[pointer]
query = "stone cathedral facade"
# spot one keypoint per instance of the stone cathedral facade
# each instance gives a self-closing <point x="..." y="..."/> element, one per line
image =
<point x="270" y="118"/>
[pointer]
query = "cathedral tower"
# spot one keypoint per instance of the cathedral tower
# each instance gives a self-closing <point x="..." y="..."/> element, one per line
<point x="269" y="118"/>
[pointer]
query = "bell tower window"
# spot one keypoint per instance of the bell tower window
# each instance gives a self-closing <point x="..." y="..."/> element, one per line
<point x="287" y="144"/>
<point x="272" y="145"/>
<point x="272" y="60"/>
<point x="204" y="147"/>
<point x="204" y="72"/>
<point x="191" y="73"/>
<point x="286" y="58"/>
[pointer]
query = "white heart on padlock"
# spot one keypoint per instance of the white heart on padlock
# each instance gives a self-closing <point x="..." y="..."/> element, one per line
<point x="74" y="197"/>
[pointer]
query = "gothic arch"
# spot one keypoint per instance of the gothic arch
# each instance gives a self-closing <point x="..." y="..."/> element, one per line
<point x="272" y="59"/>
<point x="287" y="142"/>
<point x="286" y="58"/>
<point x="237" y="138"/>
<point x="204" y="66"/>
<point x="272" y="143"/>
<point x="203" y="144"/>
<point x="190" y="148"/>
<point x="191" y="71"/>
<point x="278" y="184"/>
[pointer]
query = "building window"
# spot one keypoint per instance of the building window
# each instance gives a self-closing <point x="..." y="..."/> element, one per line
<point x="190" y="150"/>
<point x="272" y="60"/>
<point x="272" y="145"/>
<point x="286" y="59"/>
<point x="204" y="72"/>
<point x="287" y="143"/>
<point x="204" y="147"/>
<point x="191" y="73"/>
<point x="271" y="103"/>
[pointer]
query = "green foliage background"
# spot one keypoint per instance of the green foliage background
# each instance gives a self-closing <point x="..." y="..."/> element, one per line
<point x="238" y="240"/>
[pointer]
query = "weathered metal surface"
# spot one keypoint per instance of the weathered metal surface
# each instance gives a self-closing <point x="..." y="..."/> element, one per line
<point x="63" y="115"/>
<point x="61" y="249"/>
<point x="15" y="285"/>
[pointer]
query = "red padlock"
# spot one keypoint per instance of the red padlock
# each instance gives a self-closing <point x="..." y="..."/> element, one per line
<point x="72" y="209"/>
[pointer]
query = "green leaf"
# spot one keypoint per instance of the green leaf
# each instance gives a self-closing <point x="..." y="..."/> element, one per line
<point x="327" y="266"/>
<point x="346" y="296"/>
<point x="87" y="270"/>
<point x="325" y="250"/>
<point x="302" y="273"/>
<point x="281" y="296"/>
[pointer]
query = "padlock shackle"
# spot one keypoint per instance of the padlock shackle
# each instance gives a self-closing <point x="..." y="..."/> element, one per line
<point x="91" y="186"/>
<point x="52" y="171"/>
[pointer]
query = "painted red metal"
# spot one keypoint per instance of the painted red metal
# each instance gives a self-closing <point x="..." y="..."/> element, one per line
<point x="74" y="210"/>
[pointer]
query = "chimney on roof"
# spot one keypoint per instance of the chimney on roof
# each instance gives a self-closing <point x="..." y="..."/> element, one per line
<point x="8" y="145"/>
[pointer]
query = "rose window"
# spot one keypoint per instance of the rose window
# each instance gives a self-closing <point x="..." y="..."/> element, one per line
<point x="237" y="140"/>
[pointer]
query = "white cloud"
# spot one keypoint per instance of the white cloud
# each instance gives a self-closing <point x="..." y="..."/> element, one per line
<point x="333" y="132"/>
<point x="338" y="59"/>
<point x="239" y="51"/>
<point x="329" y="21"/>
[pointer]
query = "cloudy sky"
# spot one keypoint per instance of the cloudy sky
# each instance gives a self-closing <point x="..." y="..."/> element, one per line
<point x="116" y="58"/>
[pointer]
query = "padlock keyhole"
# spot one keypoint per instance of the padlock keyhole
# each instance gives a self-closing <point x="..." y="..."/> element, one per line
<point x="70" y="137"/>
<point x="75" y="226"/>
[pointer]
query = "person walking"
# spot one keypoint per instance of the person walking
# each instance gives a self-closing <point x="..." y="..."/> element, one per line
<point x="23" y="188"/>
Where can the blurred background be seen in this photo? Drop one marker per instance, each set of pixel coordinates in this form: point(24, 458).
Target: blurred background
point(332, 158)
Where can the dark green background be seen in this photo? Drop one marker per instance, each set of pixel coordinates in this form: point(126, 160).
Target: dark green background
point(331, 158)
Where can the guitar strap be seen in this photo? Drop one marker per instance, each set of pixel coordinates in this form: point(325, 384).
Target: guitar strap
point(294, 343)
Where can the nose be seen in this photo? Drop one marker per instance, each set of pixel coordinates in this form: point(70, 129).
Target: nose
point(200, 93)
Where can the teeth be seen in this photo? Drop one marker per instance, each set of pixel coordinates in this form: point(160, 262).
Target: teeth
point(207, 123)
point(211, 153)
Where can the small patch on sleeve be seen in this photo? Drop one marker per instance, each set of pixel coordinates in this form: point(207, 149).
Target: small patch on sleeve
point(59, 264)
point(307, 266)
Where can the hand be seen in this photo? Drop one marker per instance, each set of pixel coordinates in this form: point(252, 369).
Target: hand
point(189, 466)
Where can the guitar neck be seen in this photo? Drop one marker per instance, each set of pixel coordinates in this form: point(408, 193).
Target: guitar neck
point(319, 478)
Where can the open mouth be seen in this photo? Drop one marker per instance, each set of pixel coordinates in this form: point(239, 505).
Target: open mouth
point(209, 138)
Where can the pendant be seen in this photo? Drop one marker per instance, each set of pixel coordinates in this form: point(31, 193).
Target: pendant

* _DIRECTIONS_
Reproduce everything from the line containing "Where can the guitar strap" down to the line containing "point(200, 93)", substituting "pin" for "marker" and leaving all else unchanged.

* _RESPONSE TO THIS EXERCISE_
Where can the guitar strap be seen in this photo? Drop one pin per instance, each set of pixel coordinates in this form: point(325, 384).
Target: guitar strap
point(294, 343)
Where can the nose be seen in this photo? Drop one pin per instance, each set of pixel coordinates in this form: point(70, 129).
Target: nose
point(200, 93)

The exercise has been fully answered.